*Given exercise*:
Rewrite the lines below from the line containing "Would you please tag the cockatoo head" through the end, keeping every request, and shift each number in the answer coordinates up by 79.

* START *

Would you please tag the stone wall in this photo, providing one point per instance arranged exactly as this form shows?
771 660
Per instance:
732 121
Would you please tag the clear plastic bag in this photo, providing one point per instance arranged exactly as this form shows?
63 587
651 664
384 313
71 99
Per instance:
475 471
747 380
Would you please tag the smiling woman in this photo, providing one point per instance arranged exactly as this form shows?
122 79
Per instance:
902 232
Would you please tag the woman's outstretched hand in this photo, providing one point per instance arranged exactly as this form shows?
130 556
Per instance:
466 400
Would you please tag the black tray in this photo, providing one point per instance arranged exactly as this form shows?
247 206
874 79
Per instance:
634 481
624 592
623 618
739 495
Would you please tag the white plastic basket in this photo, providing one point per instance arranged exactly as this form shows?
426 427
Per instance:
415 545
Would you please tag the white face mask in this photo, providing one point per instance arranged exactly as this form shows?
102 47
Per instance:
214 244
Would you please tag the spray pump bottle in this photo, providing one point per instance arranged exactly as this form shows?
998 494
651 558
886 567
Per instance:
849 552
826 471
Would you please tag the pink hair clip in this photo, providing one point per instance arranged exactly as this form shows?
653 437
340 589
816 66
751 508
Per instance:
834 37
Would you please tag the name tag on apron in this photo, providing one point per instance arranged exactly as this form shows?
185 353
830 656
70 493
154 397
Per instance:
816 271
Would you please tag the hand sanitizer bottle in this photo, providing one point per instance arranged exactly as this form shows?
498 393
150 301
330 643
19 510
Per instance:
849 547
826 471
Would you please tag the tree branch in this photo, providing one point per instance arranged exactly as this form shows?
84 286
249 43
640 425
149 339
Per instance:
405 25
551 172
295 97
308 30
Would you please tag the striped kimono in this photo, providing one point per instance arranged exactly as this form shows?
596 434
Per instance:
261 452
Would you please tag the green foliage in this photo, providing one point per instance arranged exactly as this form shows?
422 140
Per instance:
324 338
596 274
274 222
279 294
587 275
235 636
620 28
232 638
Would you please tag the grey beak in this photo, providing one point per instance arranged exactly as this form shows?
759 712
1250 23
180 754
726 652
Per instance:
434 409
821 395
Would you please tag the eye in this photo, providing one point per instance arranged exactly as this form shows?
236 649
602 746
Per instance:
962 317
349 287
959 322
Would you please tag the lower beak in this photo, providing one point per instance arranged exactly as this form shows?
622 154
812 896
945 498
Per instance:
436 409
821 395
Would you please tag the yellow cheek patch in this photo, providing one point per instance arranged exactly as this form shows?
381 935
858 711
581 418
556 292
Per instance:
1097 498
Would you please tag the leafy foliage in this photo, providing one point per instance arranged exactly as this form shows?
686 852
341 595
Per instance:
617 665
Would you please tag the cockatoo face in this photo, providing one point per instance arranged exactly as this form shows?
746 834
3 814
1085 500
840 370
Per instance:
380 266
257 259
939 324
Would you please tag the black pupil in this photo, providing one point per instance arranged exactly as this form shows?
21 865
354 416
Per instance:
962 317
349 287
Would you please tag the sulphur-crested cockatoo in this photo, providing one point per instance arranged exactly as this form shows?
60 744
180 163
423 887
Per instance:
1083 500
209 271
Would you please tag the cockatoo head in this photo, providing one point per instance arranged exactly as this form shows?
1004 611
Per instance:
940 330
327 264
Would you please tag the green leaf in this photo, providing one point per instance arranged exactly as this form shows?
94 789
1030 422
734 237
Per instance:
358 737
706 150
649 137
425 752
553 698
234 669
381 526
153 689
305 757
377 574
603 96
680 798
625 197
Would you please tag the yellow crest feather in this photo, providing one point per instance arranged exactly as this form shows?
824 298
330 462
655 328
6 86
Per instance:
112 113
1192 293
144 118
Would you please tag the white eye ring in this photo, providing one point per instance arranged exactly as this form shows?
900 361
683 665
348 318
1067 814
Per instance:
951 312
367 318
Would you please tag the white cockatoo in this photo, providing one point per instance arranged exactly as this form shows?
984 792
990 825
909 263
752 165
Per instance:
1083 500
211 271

* END *

*Exercise answer*:
Would you please tag the cockatoo head in this photo, providing one point per instance arranged exactly as this form shows?
1004 611
Per instance:
1019 409
406 343
Would you please tag the green leaf in this photo, providing one point per instance arranged exactly as this form shows?
94 789
1030 422
734 237
Per instance:
437 816
785 229
728 216
504 831
632 777
313 748
460 605
232 768
384 836
456 653
682 175
759 877
704 276
Would you please tag the yellow crest feather in this photo, providing one point per instance arranged exactly as this form shows?
824 298
330 462
655 328
6 86
Per instance:
191 192
1271 372
223 197
Would you please tag the white eye ring in this photo, providing one point per instance arranged exactly as this form shows?
900 361
683 665
348 318
1067 814
Per instance:
1030 391
446 397
Would you please tag the white cockatoo in this photo, providing one point per instance arranged exactly as this form shows?
984 792
990 825
909 263
752 165
Per instance:
1162 579
290 350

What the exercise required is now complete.